WHAT YOU WILL DO -
With the line containing "of the grass" as the first line and the last line of the records as the final one, reproduce that range exactly.

Lines of data
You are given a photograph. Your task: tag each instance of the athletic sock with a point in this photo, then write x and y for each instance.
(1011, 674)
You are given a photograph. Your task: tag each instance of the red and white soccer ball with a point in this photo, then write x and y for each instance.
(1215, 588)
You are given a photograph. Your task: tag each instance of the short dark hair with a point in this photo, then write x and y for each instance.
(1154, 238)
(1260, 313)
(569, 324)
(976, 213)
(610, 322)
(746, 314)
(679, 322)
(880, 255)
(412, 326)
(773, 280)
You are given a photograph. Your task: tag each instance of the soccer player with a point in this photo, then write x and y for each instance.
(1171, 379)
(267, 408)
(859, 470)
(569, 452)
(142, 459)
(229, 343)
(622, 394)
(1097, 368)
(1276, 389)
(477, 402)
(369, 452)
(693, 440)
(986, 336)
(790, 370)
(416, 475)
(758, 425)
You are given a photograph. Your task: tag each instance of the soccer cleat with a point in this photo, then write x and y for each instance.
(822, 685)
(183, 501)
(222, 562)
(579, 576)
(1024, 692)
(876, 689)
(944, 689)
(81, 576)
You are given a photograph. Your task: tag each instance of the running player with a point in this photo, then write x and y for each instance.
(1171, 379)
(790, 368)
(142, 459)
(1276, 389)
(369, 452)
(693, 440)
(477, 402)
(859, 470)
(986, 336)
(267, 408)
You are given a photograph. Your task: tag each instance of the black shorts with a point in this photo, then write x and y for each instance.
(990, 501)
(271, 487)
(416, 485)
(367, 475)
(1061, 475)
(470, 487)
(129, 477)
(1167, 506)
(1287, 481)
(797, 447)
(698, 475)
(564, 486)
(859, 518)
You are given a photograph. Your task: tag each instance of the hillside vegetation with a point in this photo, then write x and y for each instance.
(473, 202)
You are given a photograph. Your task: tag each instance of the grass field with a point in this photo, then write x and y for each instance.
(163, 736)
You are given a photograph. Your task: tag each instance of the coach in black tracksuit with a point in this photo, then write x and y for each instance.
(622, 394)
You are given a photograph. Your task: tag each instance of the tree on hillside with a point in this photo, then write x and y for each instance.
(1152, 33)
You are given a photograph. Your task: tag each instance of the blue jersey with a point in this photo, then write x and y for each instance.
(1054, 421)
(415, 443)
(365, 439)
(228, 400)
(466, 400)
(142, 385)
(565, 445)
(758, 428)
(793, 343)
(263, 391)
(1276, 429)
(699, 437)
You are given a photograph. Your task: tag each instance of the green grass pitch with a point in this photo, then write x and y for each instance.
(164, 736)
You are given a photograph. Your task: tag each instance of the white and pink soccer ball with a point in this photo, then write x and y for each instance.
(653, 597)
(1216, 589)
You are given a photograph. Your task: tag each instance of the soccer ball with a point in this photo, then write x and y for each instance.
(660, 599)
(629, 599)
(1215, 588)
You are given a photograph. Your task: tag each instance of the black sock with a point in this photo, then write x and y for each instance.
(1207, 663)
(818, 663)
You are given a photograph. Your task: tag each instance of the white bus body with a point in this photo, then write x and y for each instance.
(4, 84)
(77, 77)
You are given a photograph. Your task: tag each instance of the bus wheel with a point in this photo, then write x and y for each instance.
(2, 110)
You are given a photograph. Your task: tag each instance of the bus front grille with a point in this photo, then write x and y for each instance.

THE COMPLETED TASK -
You are given a photograph. Your task: tag each instance of the grass field with a point in this photo, then write x and y for each instance.
(163, 736)
You are given a photograph. Your task: tag each instance of the coach in black tracksuit with a point in this photo, then write x and y for each instance.
(622, 394)
You are given a photograph. Your task: tag each instance of the tree on hillside with a point in this photo, then write x and y for each instance.
(1152, 33)
You are given a photograph. Your task: tag each instance of the blue jersey with a point in this photo, then write x and y for each instance.
(1054, 421)
(415, 443)
(365, 439)
(228, 400)
(466, 400)
(142, 385)
(565, 445)
(758, 428)
(793, 343)
(263, 391)
(1276, 429)
(699, 437)
You are given a photograph. Your task: tag each instance of the green grass pitch with a point in this photo, then write x and y for each instance.
(164, 736)
You are given a photograph. Your task: tag each instance of the white and pink soccer ball with a point in this photo, then write x and y for each instance.
(653, 597)
(1216, 589)
You are given a photograph. Your task: tag each instance of the soccer ball with a point in this photo, then write x and y for each instance.
(660, 599)
(629, 599)
(1215, 588)
You are given a photograph. Your task: tag each instance of the black sock with a point in this photo, then write x and y for each instance.
(1207, 663)
(818, 663)
You are given a photograph. Your task: tag each instance of the white bus body with a point in this photo, then write x and y for each instance.
(4, 84)
(77, 77)
You are given a photograph. Your task: tag each instance of the bus wheel with a point in this photo, then write x and y for each instance.
(2, 110)
You are given a photograph. Your task: tag each instance of the bus front grille with a point in this photo, then write x and y for each instance.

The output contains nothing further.